**Problems to work on**
a: Translate this sentence from the notebook excerpt on character attributes into Spanish: "Assume that 1 lbs = 0.453592 kg, 1 foot = 30.48 cm and 1 inch = 2.54 cm."
b: Write the next part of the notebook excerpt on extracting character attributes, picking up right after its final line of code.

**Excerpt**
______________________________

Extract information about different attributes, including the height, the weight, the gender, etc. 

Note: return the <b>height</b> (in cm), and the <b>weight</b> (in kg) for the considered character in <i>float</i> form as output, respectively. Assume that 1 lbs = 0.453592 kg, 1 foot = 30.48 cm and 1 inch = 2.54 cm. In cases where no such information is given or not in either feet/inches or lbs, return <i>None</i>.

In [None]:
import re

def get_height(soup_in_comic):
    try:
        if 'height' in str(soup_in_comic.find_all('div', {'class': "bioheader__charInfo"})).lower():
            height = re.findall(r'\d+', soup_in_comic.find_all('p', {'class': 'bioheader__stat'})[0].text)
            if len(height) ==1:
                height_cm = float(int(height[0])*30.48)
                return height_cm
            else:
                height_cm = float(int(height[0])*30.48 + int(height[1])*2.54)
                return height_cm
        else:
            return None
    except:
        return None

In [None]:
get_height(get_soup(get_comics_full_report('http://marvel.com/universe/Abomination')))

203.2

In [None]:
def get_weight(soup_in_comic):
    
    if 'weight' in str(soup_in_comic.find_all('div', {'class': "bioheader__charInfo"})).lower():
        try:
            weight = re.findall(r'\d+', soup_in_comic.find_all('p', {'class': 'bioheader__stat'})[1].text)
            weight_kg = float(int(weight[0]))*0.453592
            return weight_kg
        except:
            return None
    else:
        return None

In [None]:
get_weight(get_soup(get_comics_full_report('https://www.marvel.com/characters/firelord-pyreus-kril')))

99.79024

Retrieve information of the <b>gender</b>, the <b>eyecolor</b> and the <b>haircolor</b>. For the case of the eye and haircolors, return the whole string of information without extra empty spaces, i.e. "White (formerly black)".

In [None]:
def get_gender(soup_in_comic):
    if 'gender' in str(soup_in_comic.find_all('div', {'class': "bioheader__charInfo"})).lower():
        gender = soup_in_comic.find_all('p', {'class': 'bioheader__stat'})[2].text.split(',')[0]
        return str(gender)
    else:
        return None

In [None]:
get_gender(get_soup(get_comics_full_report(url_wiki)))

'Female'

In [None]:
def get_eyes(soup_in_comic):
    if 'eyes' in str(soup_in_comic.find_all('div', {'class': "bioheader__charInfo"})).lower():
        eye = soup_in_comic.find_all('p', {'class': 'bioheader__stat'})[3].text.split(',')[0]
        try:
            eye_first = eye.split('(')
            eye_first[0] = eye_first.strip()
            eye_bracket = eye_first[0] + '(' + eye_first[1:]
            return eye_bracket
        except:
            return eye
    else:
        return None

In [None]:
get_eyes(get_soup(get_comics_full_report(url_wiki)))

'Blue'

In [None]:
def get_hair(soup_in_comic):
    if 'hair' in str(soup_in_comic.find_all('div', {'class': "bioheader__charInfo"})).lower():
        hair = soup_in_comic.find_all('p', {'class': 'bioheader__stat'})[-1].text.split(',')[0]
        try:
            hair_first = hair.split('(')

______________________________

[Source records]

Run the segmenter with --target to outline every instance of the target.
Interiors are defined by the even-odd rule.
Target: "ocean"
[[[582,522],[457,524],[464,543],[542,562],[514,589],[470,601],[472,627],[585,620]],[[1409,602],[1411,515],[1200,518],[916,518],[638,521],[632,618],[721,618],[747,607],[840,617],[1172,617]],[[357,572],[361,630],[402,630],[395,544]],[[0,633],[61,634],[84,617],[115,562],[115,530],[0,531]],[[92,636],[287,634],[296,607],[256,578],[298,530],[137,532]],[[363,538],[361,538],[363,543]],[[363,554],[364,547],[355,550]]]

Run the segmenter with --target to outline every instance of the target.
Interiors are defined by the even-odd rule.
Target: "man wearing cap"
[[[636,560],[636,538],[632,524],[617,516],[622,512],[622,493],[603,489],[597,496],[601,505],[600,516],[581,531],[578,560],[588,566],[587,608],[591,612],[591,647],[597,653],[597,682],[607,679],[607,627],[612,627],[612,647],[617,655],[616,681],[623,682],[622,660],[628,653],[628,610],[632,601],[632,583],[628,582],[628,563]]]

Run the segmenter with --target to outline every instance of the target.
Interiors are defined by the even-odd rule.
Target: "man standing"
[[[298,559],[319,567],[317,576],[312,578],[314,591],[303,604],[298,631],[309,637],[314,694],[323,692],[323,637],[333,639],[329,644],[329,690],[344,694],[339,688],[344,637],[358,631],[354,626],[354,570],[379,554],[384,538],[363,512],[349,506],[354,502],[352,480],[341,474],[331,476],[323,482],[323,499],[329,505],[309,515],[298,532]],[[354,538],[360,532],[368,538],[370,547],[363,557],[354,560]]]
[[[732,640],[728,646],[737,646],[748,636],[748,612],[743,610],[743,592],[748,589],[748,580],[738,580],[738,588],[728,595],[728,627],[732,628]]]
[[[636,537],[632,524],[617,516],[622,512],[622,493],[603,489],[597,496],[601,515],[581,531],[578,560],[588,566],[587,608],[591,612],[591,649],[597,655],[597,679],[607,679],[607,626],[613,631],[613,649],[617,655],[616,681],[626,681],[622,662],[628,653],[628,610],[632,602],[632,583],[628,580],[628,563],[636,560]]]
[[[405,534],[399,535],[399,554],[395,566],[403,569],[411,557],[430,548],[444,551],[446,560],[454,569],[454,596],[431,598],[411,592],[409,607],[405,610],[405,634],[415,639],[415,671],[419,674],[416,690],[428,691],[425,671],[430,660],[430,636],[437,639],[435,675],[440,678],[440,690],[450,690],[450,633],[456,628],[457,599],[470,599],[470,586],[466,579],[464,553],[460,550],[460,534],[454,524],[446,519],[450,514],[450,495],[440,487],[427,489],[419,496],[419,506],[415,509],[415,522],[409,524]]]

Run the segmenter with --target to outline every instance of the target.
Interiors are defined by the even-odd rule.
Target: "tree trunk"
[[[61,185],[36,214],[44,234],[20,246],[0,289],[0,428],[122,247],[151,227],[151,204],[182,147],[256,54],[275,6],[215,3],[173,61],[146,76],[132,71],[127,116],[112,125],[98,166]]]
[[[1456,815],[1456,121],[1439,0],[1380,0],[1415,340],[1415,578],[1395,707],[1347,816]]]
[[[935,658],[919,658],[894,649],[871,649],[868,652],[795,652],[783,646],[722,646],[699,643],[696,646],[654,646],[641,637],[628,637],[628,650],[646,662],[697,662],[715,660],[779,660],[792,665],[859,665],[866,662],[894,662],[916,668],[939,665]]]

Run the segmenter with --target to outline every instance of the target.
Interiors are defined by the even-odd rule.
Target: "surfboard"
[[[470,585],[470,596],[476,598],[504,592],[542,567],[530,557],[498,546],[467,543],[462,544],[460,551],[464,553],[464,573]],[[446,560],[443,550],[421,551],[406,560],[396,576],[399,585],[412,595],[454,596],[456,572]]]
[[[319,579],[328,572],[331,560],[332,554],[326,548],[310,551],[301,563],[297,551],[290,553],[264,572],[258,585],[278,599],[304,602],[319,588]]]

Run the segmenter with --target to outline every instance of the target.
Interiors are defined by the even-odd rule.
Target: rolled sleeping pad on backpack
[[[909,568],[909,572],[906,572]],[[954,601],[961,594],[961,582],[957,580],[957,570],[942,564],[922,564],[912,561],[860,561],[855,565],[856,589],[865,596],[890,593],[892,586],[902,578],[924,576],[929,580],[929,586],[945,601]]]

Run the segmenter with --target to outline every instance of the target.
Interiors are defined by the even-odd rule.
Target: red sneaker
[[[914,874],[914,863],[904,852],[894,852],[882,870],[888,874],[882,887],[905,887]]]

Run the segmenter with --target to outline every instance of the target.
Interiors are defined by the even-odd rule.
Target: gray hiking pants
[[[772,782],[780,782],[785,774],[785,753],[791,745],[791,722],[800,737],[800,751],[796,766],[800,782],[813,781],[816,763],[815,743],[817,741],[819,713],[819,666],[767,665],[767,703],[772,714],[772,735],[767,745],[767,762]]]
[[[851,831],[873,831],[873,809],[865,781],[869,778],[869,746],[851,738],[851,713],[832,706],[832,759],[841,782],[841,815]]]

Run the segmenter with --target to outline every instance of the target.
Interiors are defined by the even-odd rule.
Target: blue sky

______________________________

**The results**
a: Suponga que 1 lb = 0.453592 kg, 1 pie = 30.48 cm y 1 pulgada = 2.54 cm.

b:
            hair_first[0] = hair_first.strip()
            hair_bracket = hair_first[0] + '(' + hair_first[1:]
            return hair_bracket
        except:
            return hair
    else:
        return None

In [None]:
get_hair(get_soup(get_comics_full_report(url_wiki)))

'Red-auburn'

Extract information regarding the place of origin for a given character.

In [None]:
def get_place_of_origin(soup_in_comic):
    if 'place of origin' in str(soup_in_comic.find_all('ul',class_="railBioInfo")).lower():
        place = soup_in_comic.find_all('ul', {'class': 'railBioLinks'})[3].text
        return str(place)
    else:
        return None

In [None]:
get_place_of_origin(get_soup(get_comics_full_report(url_wiki)))

'Stalingrad, Former U.S.S.R'

Extract a list of relevant powers. In particular, we are interested in knowing whether the character has the powers of *flight*, *hypnosis*, *telepathy* and *teleportation*

In [None]:
four_powers = ['flight', 'hypnosis', 'telepathy', 'teleportation']

def get_powers(soup_in_comic):
    power_result = []
    if 'powers' in str(soup_in_comic.find_all('ul',class_="railBioInfo")).lower():
        powers = soup_in_comic.find_all('ul', {'class': 'railBioLinks'})[-2].text.split(' ')
        powers = [x.lower() for x in powers]
        for power in four_powers:
            if power not in powers:
                power_result.append(False)
            else:
                power_result.append(True)
        return power_result
    else:
        power_result = [None, None, None, None] 
        return power_result

In [None]:
get_powers(get_soup(get_comics_full_report(url_wiki)))

[False, False, False, False]

## Extracting the data

Choose a serie from the list of all the Marvel series in this [link](https://www.marvel.com/comics/series).

In [None]:
series_name = 'Avengers'

Extract information about the different characters that appear in your chosen series.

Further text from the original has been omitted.